### Textauszug

Bildungspolitik alleine wird diese Entwicklung nicht verhindern oder rückgängig machen können. Aber wie einst die sozialdemokratischen Bildungsreformen der 60er und 70er Jahre, muss Bildungspolitik wieder zentraler Bestandteil progressiver Gesellschaftspolitik sein. Hier besteht großer Nachholbedarf. Wir Grüne müssen Vorreiter dieser Entwicklung im 21. Jahrhundert werden. „Den Umgang mit Vielfalt nicht erlernen zu können und das Menschenrecht auf inklusives Lernen zu verweigern, das sind die zentralen Probleme unseres Schulsystems“ schreibt Jutta Allmendinger, Präsidentin des Wissenschaftszentrums Berlin für Sozialforschung (WZB), daher nicht umsonst.

Wer behauptet, dass die soziale Zusammensetzung der Schulen keine Rolle spielt, unterschätzt nicht nur die gesellschaftspolitische Relevanz gemeinsamen Lernens, sondern verkennt vollkommen den Einfluss und die Rolle der Peergroup auf die Entwicklung und den Werdegang von Kindern und Jugendlichen. Wer Mitschüler*innen hat, die zum Klavierunterricht gehen, deren Eltern Regale voller Bücher besitzen oder deren ältere Geschwister an der Uni studieren, haben zumindest schon einmal die Chance andere Lebensstile- und entwürfe kennenzulernen (andersherum gilt selbstverständlich das gleiche).

Was passiert, wenn sich anhand des gegliederten Schulsystems homogene Schüler*innenschaften herausbilden, hat unter anderem die Studie von Bellenberg, Hovestadt und Klemm gezeigt:  Schüler*innen mit beispielsweise gleichen Leistungswerten (!) in Mathematik haben eklatant unterschiedliche Ausbildungswünsche, je nachdem welche Schulart sie besuchen.

### Vorliegende Angaben
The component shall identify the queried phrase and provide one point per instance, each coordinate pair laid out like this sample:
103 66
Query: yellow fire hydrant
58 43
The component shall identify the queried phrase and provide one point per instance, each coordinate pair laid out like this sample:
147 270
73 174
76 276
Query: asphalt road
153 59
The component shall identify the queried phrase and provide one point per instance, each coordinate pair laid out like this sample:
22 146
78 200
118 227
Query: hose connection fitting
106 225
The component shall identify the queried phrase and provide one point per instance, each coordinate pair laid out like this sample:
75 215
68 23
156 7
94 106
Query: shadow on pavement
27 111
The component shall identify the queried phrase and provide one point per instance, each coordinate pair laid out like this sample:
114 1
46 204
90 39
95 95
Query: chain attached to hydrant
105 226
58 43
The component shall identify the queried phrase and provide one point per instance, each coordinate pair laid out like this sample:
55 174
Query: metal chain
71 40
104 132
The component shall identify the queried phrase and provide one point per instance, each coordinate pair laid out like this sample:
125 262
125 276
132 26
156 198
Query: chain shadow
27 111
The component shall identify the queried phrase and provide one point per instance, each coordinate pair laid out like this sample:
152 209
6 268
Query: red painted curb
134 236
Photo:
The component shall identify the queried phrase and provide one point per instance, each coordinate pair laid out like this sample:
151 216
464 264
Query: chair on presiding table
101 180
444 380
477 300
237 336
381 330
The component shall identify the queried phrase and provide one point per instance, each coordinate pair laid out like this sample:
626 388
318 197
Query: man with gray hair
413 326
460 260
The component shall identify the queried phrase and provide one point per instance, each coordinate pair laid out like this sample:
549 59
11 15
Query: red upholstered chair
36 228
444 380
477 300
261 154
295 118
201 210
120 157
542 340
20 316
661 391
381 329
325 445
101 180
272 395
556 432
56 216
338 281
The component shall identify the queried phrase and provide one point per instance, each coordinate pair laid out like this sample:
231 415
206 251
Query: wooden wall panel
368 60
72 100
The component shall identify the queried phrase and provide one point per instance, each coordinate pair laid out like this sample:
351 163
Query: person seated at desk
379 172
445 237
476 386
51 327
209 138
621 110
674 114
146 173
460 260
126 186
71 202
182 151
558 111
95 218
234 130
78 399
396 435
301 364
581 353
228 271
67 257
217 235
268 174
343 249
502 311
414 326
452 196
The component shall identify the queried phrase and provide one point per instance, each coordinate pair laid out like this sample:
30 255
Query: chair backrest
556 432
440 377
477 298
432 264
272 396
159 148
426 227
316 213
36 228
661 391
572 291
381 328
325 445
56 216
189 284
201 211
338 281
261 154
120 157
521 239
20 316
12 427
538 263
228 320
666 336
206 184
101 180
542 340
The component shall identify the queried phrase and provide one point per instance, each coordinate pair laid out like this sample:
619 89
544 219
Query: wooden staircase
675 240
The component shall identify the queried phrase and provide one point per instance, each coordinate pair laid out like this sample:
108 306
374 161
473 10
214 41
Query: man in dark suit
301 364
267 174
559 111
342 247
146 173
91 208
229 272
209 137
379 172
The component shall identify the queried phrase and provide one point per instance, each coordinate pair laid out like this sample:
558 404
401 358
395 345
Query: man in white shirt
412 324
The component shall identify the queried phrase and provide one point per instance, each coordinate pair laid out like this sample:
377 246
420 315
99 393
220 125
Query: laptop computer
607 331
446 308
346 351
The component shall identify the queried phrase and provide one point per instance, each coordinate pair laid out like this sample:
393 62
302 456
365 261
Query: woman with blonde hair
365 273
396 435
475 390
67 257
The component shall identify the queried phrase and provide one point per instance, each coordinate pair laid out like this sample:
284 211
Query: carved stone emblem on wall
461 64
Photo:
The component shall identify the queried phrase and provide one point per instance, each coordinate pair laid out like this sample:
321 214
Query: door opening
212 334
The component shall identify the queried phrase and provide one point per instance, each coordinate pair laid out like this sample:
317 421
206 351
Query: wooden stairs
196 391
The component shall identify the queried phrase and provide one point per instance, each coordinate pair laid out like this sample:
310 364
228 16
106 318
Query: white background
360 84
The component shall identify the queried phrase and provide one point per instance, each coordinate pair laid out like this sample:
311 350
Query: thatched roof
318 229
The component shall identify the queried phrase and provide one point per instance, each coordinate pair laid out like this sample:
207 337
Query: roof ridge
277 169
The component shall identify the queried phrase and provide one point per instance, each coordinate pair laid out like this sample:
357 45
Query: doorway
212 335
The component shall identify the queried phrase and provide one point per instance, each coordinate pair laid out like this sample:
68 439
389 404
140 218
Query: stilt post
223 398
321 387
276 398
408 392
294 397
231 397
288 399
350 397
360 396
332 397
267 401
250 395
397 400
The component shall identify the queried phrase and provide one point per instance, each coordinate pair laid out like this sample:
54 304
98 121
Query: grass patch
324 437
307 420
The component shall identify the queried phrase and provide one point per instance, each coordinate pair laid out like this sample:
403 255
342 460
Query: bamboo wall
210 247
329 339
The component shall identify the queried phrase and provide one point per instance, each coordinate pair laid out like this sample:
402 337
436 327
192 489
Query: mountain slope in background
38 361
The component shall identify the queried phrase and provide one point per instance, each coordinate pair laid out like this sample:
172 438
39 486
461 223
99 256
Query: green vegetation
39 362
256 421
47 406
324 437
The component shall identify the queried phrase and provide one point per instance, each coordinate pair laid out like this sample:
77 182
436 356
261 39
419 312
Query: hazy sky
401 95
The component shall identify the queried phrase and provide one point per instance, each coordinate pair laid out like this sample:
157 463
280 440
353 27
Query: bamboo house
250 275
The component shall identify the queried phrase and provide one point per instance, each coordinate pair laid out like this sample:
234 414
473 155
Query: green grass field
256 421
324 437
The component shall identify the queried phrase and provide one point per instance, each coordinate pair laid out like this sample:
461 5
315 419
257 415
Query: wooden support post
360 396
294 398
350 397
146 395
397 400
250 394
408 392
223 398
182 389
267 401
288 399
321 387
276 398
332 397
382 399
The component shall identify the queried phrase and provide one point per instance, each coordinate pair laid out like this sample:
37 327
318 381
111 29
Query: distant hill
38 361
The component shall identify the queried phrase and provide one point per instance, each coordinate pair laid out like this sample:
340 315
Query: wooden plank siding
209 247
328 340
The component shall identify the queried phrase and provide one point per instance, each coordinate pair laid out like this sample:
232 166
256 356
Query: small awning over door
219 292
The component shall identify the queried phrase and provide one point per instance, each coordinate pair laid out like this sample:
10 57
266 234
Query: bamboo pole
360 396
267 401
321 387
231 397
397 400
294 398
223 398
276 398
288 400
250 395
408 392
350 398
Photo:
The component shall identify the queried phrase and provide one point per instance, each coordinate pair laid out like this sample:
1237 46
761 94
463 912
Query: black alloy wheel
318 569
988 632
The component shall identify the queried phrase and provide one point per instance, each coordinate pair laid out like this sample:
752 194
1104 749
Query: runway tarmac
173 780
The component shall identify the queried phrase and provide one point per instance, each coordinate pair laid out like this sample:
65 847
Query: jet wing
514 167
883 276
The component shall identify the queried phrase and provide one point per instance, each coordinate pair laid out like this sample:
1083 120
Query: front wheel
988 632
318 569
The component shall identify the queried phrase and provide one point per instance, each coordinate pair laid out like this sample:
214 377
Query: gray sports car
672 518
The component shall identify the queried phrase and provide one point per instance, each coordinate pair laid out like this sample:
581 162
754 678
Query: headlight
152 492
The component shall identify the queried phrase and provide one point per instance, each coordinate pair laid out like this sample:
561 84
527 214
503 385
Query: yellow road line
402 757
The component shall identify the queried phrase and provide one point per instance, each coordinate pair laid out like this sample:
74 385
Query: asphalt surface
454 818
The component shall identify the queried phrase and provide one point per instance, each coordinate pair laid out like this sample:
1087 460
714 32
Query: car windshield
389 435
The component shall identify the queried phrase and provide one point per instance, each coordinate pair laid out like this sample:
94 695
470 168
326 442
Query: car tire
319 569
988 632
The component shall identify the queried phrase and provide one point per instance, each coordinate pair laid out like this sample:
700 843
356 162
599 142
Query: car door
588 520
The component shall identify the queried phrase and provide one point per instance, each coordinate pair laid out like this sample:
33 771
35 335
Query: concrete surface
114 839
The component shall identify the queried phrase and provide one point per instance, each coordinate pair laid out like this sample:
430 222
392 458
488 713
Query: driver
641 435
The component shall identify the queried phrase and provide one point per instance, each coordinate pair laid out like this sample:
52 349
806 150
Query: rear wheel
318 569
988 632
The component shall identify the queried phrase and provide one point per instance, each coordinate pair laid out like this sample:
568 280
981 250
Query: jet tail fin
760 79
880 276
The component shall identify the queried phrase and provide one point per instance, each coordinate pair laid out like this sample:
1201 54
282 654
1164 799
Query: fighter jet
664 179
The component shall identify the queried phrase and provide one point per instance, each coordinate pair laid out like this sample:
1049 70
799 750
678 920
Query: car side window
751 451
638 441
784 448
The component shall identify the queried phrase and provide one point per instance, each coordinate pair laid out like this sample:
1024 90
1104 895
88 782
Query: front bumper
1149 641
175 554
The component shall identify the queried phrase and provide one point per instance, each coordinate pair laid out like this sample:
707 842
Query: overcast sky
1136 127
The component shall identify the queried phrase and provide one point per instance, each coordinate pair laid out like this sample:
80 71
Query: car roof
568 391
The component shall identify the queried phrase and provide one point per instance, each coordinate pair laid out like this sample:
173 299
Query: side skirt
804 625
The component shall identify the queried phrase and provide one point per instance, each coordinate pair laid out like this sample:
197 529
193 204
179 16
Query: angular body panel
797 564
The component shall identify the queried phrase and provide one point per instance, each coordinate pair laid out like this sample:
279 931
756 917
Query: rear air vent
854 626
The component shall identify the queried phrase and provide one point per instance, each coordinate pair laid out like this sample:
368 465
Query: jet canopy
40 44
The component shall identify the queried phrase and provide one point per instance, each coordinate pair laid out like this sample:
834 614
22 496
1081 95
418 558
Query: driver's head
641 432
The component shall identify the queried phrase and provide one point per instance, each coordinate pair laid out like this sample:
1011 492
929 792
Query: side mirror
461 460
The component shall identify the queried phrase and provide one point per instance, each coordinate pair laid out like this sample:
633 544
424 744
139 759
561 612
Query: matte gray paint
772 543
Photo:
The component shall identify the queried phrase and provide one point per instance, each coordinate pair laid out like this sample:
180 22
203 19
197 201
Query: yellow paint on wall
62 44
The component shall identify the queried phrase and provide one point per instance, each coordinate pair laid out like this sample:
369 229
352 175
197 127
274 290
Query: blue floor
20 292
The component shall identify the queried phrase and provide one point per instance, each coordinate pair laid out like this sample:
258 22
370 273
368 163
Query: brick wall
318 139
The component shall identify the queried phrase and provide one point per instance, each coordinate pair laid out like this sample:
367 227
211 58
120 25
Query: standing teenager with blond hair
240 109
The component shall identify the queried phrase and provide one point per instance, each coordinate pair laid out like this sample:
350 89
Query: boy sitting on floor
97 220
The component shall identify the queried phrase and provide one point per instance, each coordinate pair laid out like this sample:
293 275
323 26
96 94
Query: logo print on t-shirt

### Zu bearbeiten
a) Beantworte anhand des Textauszugs zur Bildungspolitik jede Frage in einer Zeile:
(i) Welches Amt hat Jutta Allmendinger inne?
(ii) Welche Beispiele für Mitschüler*innen werden genannt, durch die man andere Lebensstile kennenlernen kann?
(iii) Wer hat die Studie zu homogenen Schüler*innenschaften verfasst?
b) Schreibe den Textauszug zur Bildungspolitik im Anschluss an seinen letzten Satz weiter.

### Lösungen
a)
(i) Sie ist Präsidentin des Wissenschaftszentrums Berlin für Sozialforschung (WZB).
(ii) Mitschüler*innen, die zum Klavierunterricht gehen, deren Eltern Regale voller Bücher besitzen oder deren ältere Geschwister an der Uni studieren.
(iii) Bellenberg, Hovestadt und Klemm.

b)
Dabei müssen leistungsstarke Schüler*innen keine Angst haben mit leistungsschwächeren Schüler*innen zusammen zu lernen. Eine Analyse der Hamburger Längsschnittstudie KESS zeigt, „dass vor allem die schwächsten Schülerinnen und Schüler in leistungsheterogenen Schulklassen hinsichtlich ihrer Entwicklung profitieren konnten, während sich für die Leistungsspitze keine Nachteile abzeichneten“ (Scharenberg, 2012).

Zudem zeigt gerade die Berliner Gemeinschaftsschule in der wissenschaftlichen Begleitstudie, dass alle Schüler*innen vom gemeinsamen Lernen profitieren können. Andreas Schleicher, Bildungsdirektor bei der OECD und internationaler Koordinator für die PISA-Studien, kommt daher ebenfalls zu dem Schluss, dass „eine stärkere soziale Durchmischung an den Schulen vor allem sozial benachteiligten Schülern hilft, diesen Teufelskreis zwischen Benachteiligung und schwachen Leistungen zu durchbrechen“.

Robin Völker ist Mitglied im Kreisverband Neukölln.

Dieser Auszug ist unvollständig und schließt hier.